Students of tea ceremony bow to each other and to their teacher; each class begins with bows between the teacher and students. If a senior student is teaching a junior student, bows are exchanged between the two. Before beginning a practice, a student bows to all the other students as well. This pattern is repeated when the practice ends.

A bow is performed at the door before entering the tea room, or tea house. One then proceeds to the , or scroll alcove, and bows again. Finally one greets the teacher, and then the other students, or the other guests, with bows. This pattern is repeated when leaving the tea room as well.

The host of a tea ceremony bows before beginning the ceremony. Bows are exchanged repeatedly throughout a tea ceremony, between the host and guest of honor, among the guests, between guests and the hosts assistants, and between the host and guests.

In religious settings

Eastern religions
In many Eastern religions bowing is used as a sign of respect in worship and has its origins in the Indian "Añjali Mudrā".

Sikhism
Sikhs only bowed to their Gurus, who were the messengers of god. Their holy book, the Guru Granth Sahib is seen as the eternal guru after the death of their living gurus, as it has the word of god written by the past living gurus. In a Gurdwara, Sikhs bow to the Guru Granth Sahib and are not permitted to take part in idol worshiping, bowing to anything other than the Guru Granth Sahib or bowing to any living person.

Shinto
Bows are performed in Shinto settings. Visitors to a Shinto shrine will clap or ring a bell to attract the attention of the enshrined deity, clasp the hands in prayer, and then bow.

Buddhism

Bowing is a common feature for worship in Buddhism. Zen Buddhism, for example, has a daily ritual in which practitioners do 1,080 full prostration bows, usually spread throughout the day.  More casual practitioners and laypeople typically do 108 bows once a day instead.

Hinduism

In the Hindu traditions people show deference by bowing or kneeling down and touching feet of an elder or respected person.
Traditionally, a child is expected to bow down to their parents, teachers and elders during certain formal ceremonies and casual settings.
------------------------------------------------------------
Stated task a: Could you reproduce the bowing text above in full, word for word?
The bowing text and the rows come from separate sources.

Rows:
------------------------------------------------------------
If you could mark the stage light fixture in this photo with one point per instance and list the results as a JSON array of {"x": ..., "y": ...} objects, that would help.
------------------------------------------------------------
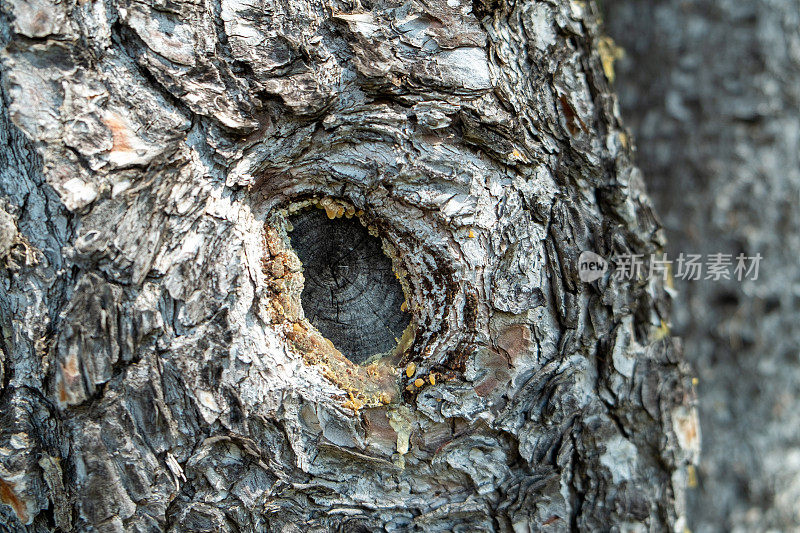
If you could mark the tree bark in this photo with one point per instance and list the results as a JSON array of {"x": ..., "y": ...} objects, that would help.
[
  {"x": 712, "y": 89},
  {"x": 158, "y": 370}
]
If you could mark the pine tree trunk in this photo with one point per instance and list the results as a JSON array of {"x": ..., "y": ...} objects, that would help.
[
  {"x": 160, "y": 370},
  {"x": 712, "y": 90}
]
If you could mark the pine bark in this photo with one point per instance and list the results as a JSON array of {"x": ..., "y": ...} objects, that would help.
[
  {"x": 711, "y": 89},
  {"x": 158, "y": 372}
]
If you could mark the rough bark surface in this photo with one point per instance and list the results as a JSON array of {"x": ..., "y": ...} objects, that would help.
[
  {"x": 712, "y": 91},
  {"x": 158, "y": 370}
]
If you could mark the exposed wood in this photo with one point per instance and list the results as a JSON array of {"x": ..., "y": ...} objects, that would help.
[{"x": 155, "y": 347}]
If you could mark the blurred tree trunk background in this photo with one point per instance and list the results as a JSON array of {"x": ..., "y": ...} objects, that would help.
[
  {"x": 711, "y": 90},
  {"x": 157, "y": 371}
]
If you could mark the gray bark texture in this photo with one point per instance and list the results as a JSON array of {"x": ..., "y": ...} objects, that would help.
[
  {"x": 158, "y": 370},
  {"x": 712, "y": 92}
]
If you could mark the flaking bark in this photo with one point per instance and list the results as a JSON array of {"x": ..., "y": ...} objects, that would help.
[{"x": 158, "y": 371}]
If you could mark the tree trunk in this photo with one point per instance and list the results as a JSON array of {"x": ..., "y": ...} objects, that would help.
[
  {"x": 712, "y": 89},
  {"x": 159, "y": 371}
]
------------------------------------------------------------
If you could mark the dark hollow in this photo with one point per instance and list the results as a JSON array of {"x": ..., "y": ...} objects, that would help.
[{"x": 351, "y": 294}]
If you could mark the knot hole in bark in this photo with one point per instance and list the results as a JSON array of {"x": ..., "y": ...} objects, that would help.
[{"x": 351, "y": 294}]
------------------------------------------------------------
Stated task b: Which lines in the rows contain the string "pine", with case treated as significant? Copy out each of those lines.

Complete output a:
Students of tea ceremony bow to each other and to their teacher; each class begins with bows between the teacher and students. If a senior student is teaching a junior student, bows are exchanged between the two. Before beginning a practice, a student bows to all the other students as well. This pattern is repeated when the practice ends.

A bow is performed at the door before entering the tea room, or tea house. One then proceeds to the , or scroll alcove, and bows again. Finally one greets the teacher, and then the other students, or the other guests, with bows. This pattern is repeated when leaving the tea room as well.

The host of a tea ceremony bows before beginning the ceremony. Bows are exchanged repeatedly throughout a tea ceremony, between the host and guest of honor, among the guests, between guests and the hosts assistants, and between the host and guests.

In religious settings

Eastern religions
In many Eastern religions bowing is used as a sign of respect in worship and has its origins in the Indian "Añjali Mudrā".

Sikhism
Sikhs only bowed to their Gurus, who were the messengers of god. Their holy book, the Guru Granth Sahib is seen as the eternal guru after the death of their living gurus, as it has the word of god written by the past living gurus. In a Gurdwara, Sikhs bow to the Guru Granth Sahib and are not permitted to take part in idol worshiping, bowing to anything other than the Guru Granth Sahib or bowing to any living person.

Shinto
Bows are performed in Shinto settings. Visitors to a Shinto shrine will clap or ring a bell to attract the attention of the enshrined deity, clasp the hands in prayer, and then bow.

Buddhism

Bowing is a common feature for worship in Buddhism. Zen Buddhism, for example, has a daily ritual in which practitioners do 1,080 full prostration bows, usually spread throughout the day.  More casual practitioners and laypeople typically do 108 bows once a day instead.

Hinduism

In the Hindu traditions people show deference by bowing or kneeling down and touching feet of an elder or respected person.
Traditionally, a child is expected to bow down to their parents, teachers and elders during certain formal ceremonies and casual settings.

Complete output b:
If you could mark the pine tree trunk in this photo with one point per instance and list the results as a JSON array of {"x": ..., "y": ...} objects, that would help.
If you could mark the pine bark in this photo with one point per instance and list the results as a JSON array of {"x": ..., "y": ...} objects, that would help.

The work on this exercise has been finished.